- What to work on
- a) In the article on India and Pakistan, substitute "independent" for "free" and give the passage from "By M.D. Nalapat, director" up to and including "to form Pakistan.".
- b) Condense the paragraph of the article on India and Pakistan that begins "After India’s first nuclear test" into a shorter version that keeps its main facts.

- Quoted text
——————

By M.D. Nalapat, director of the School of Geopolitics, the Manipal Academy of
Higher Education, India.
June 22, 2003
On August 15, 1947, India became free. But the day before, nearly a third of
the country had been cut away from it to form Pakistan.
Since 1948 Pakistan has conducted a continuous war with India, from overt
conventional assault as in 1948, 1965 and 1971, to the covert war that has
engulfed Kashmir since 1989. The bigger neighbor has exhibited all the
hesitation and restraint typical of a democracy, while Pakistan, where the army
has been in effective control since the first declaration of martial law in 1958,
has shrewdly played its limited cards to great effect, combining with the United
States ‘against communism,’ and with Communist China against India, getting
repaid with weapons for use against one of the only three consistently
democratic countries in Asia, together with Israel and Japan.
After India’s first nuclear test in 1974 China began funneling technology to
Pakistan which, by the end of the 1980s, made it the only Muslim country with
a nuclear device, together with missiles that could hit large parts of India. The
US, which after the Soviet collapse had bought the Saudi argument that
Pakistan could be a bridge into Muslim Central Asia, looked the other way while
this cross-border proliferation took place, while putting a virtual technological
quarantine on India.
By creating a state with an ideology totally opposed to that of its neighbor,
Britain condemned India to a constant state of external conflict and internal
insecurity. Looking at the present meltdown in Pakistan, it does not seem likely
that peace will break out anytime soon.
The constant chatter about an ‘imminent’ India-Pakistan conflict has resulted in
a flow of foreign investment to India that is less than 10% of that going to
China. Most of the diplomatic interaction between New Delhi and the European
Union or the US is an endless rehash of formulae for ‘resolving’ differences
between the two countries.
For that to happen, either Pakistan or India would have to give up its core
ideology, for Pakistan is an Islamic republic where jihad is the official motto of
the army, while India is a democracy.

——————

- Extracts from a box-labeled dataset
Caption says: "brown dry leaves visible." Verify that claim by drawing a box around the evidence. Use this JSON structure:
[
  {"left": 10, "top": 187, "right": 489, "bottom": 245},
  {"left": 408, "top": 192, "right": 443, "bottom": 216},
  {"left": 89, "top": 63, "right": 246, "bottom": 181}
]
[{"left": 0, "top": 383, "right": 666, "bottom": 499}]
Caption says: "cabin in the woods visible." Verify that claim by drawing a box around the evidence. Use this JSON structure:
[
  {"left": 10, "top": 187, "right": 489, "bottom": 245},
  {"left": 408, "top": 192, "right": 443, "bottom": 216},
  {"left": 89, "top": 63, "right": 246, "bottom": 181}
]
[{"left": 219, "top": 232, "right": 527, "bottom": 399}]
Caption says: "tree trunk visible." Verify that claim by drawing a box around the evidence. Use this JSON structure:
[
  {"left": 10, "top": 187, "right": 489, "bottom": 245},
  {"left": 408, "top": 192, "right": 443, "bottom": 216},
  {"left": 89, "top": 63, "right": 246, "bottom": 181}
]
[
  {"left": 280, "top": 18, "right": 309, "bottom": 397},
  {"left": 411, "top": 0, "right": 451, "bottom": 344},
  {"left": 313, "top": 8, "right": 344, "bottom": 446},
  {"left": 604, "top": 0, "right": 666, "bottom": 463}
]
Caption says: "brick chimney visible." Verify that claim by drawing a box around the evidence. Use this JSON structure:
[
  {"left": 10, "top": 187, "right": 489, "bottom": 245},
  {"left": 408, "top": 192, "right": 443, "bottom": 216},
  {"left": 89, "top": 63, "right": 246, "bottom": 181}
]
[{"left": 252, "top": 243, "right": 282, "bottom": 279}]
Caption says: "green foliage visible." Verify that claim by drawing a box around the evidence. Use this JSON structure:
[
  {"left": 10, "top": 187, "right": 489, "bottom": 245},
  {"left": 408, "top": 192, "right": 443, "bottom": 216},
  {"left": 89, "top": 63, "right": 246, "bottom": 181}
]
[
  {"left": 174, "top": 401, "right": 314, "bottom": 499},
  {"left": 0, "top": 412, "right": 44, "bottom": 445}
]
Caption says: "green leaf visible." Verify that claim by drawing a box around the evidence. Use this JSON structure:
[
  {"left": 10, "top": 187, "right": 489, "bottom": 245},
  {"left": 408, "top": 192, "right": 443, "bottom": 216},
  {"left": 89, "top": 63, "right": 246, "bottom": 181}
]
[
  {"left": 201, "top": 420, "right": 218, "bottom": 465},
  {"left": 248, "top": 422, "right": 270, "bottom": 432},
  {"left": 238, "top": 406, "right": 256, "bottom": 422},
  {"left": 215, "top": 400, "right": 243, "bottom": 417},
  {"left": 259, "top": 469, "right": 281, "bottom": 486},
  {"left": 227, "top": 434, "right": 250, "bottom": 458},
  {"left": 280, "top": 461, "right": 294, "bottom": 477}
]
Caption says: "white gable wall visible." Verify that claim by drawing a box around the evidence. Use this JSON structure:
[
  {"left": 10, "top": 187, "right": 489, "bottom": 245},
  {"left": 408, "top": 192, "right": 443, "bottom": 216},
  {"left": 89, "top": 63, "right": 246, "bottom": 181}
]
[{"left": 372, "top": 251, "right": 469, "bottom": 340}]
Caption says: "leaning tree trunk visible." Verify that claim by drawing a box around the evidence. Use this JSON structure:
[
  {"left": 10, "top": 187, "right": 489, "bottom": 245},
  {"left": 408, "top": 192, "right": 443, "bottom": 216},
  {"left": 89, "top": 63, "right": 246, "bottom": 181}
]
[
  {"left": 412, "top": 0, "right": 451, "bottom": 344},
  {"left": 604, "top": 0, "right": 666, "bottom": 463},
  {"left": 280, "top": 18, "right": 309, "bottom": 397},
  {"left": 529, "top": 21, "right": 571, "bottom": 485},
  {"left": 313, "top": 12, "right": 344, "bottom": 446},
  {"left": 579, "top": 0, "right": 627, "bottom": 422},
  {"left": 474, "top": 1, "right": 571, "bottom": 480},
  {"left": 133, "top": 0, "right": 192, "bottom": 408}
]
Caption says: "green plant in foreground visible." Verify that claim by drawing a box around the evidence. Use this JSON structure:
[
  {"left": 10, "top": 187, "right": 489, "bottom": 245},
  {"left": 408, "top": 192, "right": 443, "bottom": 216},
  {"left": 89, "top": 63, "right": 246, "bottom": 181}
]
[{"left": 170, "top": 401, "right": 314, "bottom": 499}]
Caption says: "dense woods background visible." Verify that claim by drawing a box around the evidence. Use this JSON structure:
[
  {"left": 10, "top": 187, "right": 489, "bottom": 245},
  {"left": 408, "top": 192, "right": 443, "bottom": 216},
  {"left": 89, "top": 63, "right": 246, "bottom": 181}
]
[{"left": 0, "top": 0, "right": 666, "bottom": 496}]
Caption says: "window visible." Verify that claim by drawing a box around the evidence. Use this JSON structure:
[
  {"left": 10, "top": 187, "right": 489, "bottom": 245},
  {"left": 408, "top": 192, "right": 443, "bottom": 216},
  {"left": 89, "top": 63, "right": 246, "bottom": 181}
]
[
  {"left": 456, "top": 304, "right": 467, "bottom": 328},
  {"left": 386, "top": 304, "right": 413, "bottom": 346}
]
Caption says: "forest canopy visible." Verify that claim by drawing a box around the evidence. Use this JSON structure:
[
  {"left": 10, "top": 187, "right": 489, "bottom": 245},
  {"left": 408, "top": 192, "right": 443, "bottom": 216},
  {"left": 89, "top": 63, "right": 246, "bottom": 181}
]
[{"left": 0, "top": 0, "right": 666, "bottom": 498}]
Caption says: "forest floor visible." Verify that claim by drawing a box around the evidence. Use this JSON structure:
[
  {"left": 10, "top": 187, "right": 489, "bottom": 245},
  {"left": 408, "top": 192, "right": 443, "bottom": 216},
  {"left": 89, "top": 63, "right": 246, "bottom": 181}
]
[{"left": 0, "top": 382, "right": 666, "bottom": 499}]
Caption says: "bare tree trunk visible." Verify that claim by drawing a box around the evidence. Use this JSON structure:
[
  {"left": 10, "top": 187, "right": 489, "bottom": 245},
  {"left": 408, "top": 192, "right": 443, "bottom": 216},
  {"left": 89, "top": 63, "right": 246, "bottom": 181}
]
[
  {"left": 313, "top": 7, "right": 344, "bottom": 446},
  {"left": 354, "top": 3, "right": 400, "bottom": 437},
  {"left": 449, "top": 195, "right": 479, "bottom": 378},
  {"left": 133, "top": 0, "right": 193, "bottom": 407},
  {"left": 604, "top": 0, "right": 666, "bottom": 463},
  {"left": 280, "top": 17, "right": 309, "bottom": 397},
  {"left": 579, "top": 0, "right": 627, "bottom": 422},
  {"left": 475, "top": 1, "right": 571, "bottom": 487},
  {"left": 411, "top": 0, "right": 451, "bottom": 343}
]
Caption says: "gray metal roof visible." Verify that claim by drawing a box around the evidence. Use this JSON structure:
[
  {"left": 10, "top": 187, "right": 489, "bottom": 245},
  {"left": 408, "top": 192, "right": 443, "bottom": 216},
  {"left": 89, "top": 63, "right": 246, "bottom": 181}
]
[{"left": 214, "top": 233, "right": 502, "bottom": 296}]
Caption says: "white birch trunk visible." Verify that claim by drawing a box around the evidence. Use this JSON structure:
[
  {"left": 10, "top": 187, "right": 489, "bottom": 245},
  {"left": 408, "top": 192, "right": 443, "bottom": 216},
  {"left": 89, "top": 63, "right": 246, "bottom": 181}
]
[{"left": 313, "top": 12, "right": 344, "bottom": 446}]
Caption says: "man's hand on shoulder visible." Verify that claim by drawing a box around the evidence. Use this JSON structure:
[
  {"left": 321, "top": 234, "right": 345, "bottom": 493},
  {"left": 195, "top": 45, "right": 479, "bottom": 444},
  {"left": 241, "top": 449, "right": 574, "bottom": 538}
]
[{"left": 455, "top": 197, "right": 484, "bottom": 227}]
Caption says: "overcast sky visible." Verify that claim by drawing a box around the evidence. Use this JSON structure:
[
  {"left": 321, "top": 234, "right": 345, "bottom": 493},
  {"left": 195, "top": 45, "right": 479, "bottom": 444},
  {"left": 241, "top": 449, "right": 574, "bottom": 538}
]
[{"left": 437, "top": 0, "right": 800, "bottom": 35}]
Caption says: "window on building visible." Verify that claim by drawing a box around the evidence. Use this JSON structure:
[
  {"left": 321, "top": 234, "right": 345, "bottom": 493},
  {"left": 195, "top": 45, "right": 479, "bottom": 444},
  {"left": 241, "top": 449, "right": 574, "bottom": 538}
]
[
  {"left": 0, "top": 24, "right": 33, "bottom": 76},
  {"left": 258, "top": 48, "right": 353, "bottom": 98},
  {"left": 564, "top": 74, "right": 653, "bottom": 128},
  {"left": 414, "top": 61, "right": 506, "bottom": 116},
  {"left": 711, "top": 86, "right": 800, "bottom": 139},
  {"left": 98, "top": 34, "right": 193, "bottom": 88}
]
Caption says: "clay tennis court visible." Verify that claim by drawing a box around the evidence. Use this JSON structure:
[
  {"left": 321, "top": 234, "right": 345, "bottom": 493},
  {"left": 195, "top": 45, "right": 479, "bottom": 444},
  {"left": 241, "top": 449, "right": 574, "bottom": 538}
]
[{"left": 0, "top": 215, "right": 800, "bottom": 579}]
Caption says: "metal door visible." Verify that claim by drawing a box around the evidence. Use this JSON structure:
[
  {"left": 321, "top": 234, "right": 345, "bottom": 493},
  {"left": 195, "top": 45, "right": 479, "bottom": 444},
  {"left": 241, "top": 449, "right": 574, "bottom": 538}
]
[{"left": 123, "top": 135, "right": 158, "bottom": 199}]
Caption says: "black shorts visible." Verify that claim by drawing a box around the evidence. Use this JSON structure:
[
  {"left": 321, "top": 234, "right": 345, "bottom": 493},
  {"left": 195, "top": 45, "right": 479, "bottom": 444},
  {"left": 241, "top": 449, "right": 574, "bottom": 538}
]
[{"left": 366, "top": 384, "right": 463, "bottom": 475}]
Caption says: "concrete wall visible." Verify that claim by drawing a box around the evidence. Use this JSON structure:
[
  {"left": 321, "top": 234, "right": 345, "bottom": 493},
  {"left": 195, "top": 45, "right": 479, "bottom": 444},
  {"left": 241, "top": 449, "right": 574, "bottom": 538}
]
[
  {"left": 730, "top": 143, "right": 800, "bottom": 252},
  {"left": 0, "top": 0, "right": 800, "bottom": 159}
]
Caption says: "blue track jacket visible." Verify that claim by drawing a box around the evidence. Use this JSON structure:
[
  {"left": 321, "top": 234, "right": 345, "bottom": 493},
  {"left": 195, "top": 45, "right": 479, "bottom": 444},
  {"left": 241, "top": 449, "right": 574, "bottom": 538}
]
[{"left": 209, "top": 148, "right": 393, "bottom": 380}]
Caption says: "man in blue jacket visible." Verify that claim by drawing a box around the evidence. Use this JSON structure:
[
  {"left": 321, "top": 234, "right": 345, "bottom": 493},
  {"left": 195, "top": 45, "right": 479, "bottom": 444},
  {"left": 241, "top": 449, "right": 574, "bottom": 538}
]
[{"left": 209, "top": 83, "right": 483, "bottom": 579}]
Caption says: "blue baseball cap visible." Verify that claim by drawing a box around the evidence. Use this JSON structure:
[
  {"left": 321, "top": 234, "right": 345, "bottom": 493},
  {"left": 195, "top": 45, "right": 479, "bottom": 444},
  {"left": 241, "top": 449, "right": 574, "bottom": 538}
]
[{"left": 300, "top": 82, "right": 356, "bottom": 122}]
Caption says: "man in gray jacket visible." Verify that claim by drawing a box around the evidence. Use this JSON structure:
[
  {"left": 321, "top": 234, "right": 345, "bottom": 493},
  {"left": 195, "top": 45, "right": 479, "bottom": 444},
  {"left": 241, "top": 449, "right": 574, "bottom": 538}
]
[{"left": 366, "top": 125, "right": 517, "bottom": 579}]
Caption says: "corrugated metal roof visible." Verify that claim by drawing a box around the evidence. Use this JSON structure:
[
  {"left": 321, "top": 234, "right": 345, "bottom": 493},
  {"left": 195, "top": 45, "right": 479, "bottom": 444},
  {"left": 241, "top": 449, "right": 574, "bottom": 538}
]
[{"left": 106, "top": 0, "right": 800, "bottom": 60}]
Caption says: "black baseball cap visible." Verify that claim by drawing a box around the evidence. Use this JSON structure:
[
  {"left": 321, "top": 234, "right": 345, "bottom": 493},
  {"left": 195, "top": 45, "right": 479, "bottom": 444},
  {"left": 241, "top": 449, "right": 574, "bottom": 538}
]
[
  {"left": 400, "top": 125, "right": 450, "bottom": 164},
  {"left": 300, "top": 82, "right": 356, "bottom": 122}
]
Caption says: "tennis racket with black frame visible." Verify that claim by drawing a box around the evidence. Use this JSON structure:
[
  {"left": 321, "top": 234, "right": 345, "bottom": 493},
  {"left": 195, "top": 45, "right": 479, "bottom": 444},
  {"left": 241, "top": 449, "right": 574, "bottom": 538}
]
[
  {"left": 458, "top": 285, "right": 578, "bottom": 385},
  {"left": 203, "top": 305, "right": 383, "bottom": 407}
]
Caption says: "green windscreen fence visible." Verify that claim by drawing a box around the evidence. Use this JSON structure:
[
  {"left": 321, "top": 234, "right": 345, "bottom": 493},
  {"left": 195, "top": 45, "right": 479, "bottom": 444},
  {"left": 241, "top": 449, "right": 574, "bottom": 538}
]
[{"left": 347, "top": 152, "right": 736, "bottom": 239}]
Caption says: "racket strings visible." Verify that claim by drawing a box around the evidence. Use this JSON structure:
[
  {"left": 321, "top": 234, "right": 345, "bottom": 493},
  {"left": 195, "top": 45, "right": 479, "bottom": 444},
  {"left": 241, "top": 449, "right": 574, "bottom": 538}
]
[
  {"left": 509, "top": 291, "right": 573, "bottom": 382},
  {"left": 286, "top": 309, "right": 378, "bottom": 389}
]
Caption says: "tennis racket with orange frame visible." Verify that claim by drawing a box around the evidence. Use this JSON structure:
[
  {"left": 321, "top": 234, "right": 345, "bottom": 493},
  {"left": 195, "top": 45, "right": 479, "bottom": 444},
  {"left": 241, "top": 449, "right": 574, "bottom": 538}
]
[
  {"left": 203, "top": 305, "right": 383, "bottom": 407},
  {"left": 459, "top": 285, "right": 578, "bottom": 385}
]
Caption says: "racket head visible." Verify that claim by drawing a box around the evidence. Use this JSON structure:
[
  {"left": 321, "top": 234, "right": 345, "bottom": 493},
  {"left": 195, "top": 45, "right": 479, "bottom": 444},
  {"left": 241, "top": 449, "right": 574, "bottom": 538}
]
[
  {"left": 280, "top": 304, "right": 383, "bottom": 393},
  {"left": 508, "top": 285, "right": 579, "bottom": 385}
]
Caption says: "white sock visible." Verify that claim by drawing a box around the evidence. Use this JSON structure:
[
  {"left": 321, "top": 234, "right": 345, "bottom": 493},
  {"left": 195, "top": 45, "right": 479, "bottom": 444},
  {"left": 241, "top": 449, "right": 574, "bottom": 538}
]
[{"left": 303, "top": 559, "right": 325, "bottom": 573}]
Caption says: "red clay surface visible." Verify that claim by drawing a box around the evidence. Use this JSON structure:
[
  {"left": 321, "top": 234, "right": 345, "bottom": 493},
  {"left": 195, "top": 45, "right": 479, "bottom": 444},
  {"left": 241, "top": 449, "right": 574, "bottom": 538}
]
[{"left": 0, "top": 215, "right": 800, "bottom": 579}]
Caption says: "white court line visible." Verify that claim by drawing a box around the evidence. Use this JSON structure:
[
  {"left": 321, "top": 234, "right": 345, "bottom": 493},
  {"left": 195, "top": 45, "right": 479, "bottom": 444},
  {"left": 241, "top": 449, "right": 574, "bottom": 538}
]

——————

- The solutions
- a)
By M.D. Nalapat, director of the School of Geopolitics, the Manipal Academy of
Higher Education, India.
June 22, 2003
On August 15, 1947, India became independent. But the day before, nearly a third of
the country had been cut away from it to form Pakistan.

- b) After India's first nuclear test in 1974, China began funneling technology to Pakistan. By the end of the 1980s, Pakistan was the only Muslim country with a nuclear device, and it had missiles able to hit large parts of India. After the Soviet collapse, the US had accepted the Saudi argument that Pakistan could be a bridge into Muslim Central Asia. It ignored this proliferation while placing India under a virtual technological quarantine.